» AIM OF THE EXERCISE:
Continue the passage below on shipment data security and marine transportation infrastructure, picking up after its last sentence.

» SOURCE TEXT:
In short, data collected for both pre-shipping risk assessment and post- event recovery planning is vital to protecting our nation, while, at the same time, assuring the free flow of America’s international ocean commerce. And so, two rather straightforward implications follow: First, that the collection of relevant shipment data, its appropriate use, and its secure maintenance is going to put an increasing - but necessary - burden on U.S. importers to timely collect and provide the key data.
Second, ocean transportation intermediaries, the firms that consolidate and take responsibility for a significant amount of America’s import cargo, are going to find themselves under increasing scrutiny as part of this data improvement initiative. It’s going to become a national security concern, not just a regulatory legal concern, that we can identify who these intermediaries are, what cargo they’re taking responsibility for, and what their legal status is.
So, in scanning this one small (but critical) section of the maritime security horizon, I feel confident in saying that in the not-very-distant future, ocean transportation intermediaries - and the shippers that use them, and the ocean carriers who contract to carry cargo with them - will find it essential to be certain that intermediary licensing and bonding requirements have been fully complied with.
Inland Freight Infrastructure
And beyond assuring that our nation’s imports and exports are safe and secure, there is still the issue of being able to get them to and from the vessels on which they cross the seas.
Just last month, President Bush appointed a new secretary of transportation, Mary E. Peters. Secretary Peters brings to her new job over 20 years of experience with difficult transportation challenges, including, in particular, those related to America’s highway system. She now commands nearly 60,000 employees, a budget of almost $62 million dollars, and a mission to help maintain and improve the safety, reliability and efficiency of America’s transportation system. That’s a very tall order.
In the next month or two, Secretary Peters will probably have the opportunity to review a transportation planning document entitled “A National Strategy for the United States Marine Transportation System,” which is currently in draft form undergoing final revisions and polishing at the staff level. That document will include a description of the major trends and challenges that our marine transportation system faces - aging infrastructure, productivity constraints, lack of coordinated planning, threats to safety, security and environmental quality, and - perhaps most important - a lack of public awareness of the importance of the maritime transportation system and of the impending crisis we face in maintaining and expanding the system to meet expected future trade growth.

» INFORMATION SUPPLIED:
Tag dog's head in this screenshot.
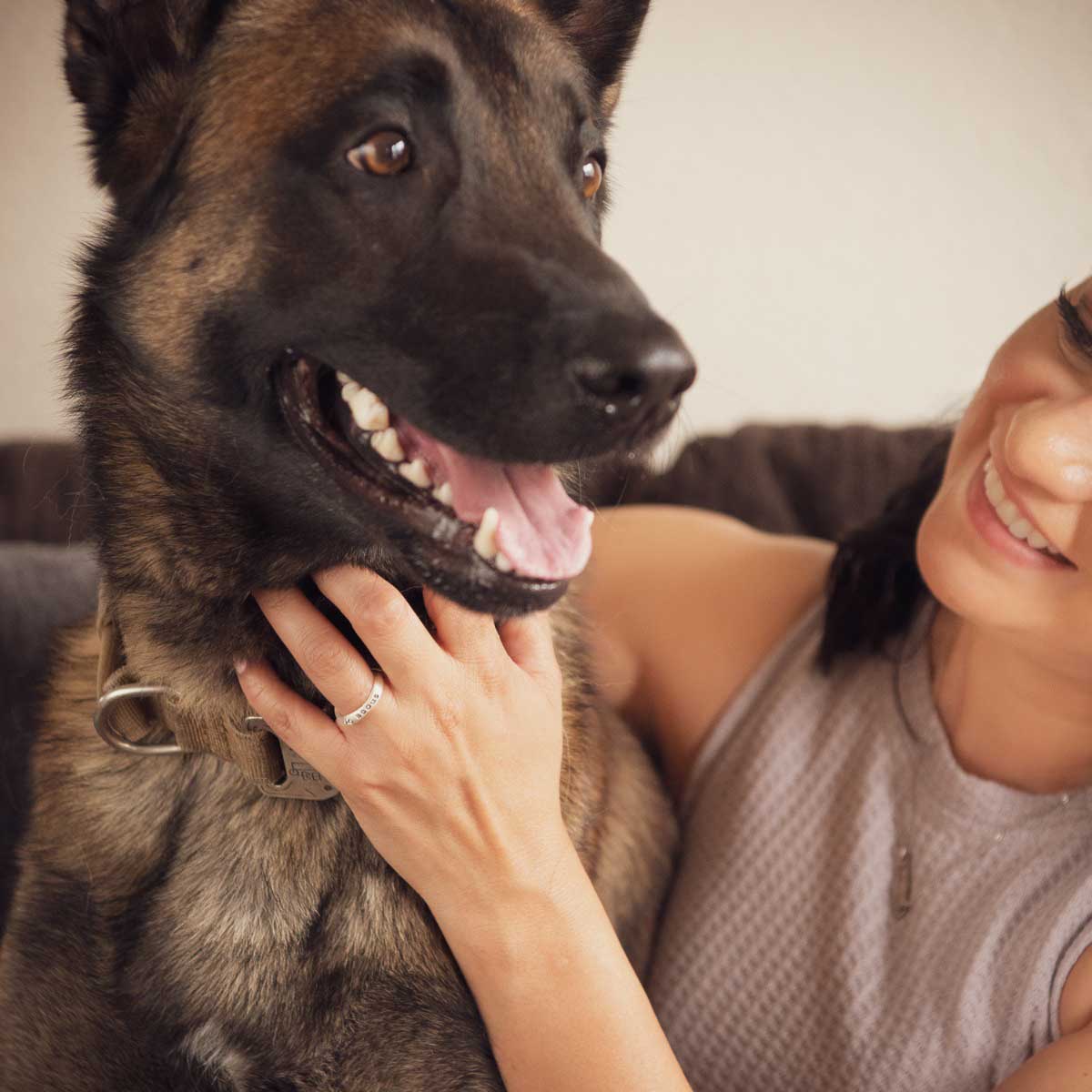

» THE RESULT:
Because political commitment to finding and funding solutions so often depends on a public awareness of the nature and extent of the problem to be addressed, I believe it’s important that transportation and international trade experts read the National Strategy for the US Maritime Transportation System when the final version is released. And I’d further urge you to bring it to the attention of your local, state and national political leaders.
In a similar vein, we at the Federal Maritime Commission have noticed new types of agreements - non-traditional in focus and innovative in approach - being filed with our agency. These new style agreements among terminal operators and between neighboring ports, are designed to allow and encourage cooperation on projects to reduce traffic congestion, advance environmental clean-up measures, and investigate ways to fund freight infrastructure improvements.
So far these new style agreements have tended to focus on Southern California - with some interesting innovative agreements covering a broader range of port areas that deal with organizing and running chassis pools. But as these new agreements - aimed, as I said, at increasing transportation efficiency, combating congestion, enhancing the local environment, and improving port-related infrastructure - take off, I expect them to offer a model to other regions facing similar problems.
So, when I see our national strategic planners looking at the maritime transportation system in terms of public-private partnerships, and in my own back yard see the innovative approaches being taken by public port authorities and private sector entities, I conclude that looking to the private sector, rather than just the legislative branch, for planning and investment in maritime transportation, is likely to prove an important new direction in the years ahead.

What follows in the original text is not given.